Direction: Reproduce only the records from the line containing "The service MUST return one point per instance of the handbag" through the end of the records, requests included, and shift every x and y coordinate in the answers by -91.
BEGIN Given information
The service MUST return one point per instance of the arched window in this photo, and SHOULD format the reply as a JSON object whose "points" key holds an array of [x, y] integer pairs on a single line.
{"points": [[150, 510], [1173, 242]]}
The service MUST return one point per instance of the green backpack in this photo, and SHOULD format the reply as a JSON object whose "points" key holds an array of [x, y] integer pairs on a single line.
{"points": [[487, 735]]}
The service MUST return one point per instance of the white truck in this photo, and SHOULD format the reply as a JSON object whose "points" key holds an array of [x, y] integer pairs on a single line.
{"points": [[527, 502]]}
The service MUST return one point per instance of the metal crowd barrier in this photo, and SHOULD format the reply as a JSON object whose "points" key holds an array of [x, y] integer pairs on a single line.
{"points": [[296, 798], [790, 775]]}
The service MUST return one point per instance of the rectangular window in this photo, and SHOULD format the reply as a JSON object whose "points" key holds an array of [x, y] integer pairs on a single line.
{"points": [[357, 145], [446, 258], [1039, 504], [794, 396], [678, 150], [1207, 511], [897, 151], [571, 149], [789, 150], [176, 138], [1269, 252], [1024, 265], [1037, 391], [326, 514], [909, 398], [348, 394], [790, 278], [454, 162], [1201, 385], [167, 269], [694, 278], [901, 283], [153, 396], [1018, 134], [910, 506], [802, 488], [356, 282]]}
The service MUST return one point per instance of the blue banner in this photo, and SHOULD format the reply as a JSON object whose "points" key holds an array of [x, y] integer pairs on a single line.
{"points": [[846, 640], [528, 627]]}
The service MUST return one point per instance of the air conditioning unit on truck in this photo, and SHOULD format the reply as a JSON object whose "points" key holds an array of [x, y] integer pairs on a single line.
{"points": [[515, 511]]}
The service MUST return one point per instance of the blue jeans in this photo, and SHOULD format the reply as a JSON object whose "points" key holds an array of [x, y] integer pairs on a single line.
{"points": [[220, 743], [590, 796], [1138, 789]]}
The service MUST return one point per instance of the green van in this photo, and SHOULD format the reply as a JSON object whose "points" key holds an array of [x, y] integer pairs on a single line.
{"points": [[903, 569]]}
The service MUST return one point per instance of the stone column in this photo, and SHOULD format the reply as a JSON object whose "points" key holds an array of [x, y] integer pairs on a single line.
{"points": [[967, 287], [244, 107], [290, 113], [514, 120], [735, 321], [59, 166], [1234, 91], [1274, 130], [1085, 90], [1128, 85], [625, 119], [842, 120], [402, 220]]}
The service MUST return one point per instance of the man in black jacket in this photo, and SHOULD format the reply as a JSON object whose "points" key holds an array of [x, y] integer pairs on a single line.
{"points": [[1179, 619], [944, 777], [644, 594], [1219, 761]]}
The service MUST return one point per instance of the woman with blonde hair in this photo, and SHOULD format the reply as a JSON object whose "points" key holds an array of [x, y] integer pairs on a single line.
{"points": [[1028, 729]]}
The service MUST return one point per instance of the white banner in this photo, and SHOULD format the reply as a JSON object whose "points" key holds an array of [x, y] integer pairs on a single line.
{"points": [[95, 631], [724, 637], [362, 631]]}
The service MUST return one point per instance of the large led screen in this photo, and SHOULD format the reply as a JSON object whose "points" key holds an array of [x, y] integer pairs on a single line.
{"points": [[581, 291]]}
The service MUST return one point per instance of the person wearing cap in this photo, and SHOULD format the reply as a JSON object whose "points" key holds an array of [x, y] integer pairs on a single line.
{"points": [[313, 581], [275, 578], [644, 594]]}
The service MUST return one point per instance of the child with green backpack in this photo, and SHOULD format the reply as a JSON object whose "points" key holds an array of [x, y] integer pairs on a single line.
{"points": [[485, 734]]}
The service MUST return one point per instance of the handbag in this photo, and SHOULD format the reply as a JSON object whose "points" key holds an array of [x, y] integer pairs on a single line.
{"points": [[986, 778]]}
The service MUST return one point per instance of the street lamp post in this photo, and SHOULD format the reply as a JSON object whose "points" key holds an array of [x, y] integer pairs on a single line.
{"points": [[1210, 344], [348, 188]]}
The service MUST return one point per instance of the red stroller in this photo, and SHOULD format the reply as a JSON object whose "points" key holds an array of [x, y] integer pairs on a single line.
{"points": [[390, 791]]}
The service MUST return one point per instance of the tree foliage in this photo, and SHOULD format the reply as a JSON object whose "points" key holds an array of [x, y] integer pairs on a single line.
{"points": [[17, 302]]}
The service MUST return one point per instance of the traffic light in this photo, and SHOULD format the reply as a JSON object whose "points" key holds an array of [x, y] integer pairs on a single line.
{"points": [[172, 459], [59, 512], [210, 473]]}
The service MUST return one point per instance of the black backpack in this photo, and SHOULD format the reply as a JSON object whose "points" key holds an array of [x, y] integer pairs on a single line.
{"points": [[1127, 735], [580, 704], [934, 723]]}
END Given information
Task output:
The service MUST return one point per instance of the handbag in this photo, and SHOULD format the reply as a JSON object whose "points" key holds an array of [x, y] integer pairs on a single line.
{"points": [[895, 687]]}
The service MUST return one point per instance of the street lamp post in this photo, and SHOULD format the reply as a JSON object whose "points" key holds an array of [x, y] integer pairs on a single line.
{"points": [[1119, 253], [257, 97]]}
The service MUST return one point per instance of the red stroller in this photo, and SHOULD format the reply as a JSON object whose "points" key holds an array of [x, y] integer pairs on a single line.
{"points": [[299, 700]]}
The service MUST return one point per instance of the tree foliage in this photo, and SHOULD format the reply as a JSON object whose "points" key holds an array of [x, y] integer pairs on a single line.
{"points": [[-74, 211]]}
The service MUST return one point per instance of the traffic light in this photo, and SHOULD format the reply as a JSON object whose "points" key holds an array of [x, y] integer pairs on a single line.
{"points": [[81, 368], [-32, 421], [119, 382]]}
The service MUST return one point per instance of the black backpack in this photo, and SHOULD format the reply as a JSON object whose "points" key holds an array of [x, y] integer pairs on a single line.
{"points": [[1036, 644], [489, 613], [843, 632]]}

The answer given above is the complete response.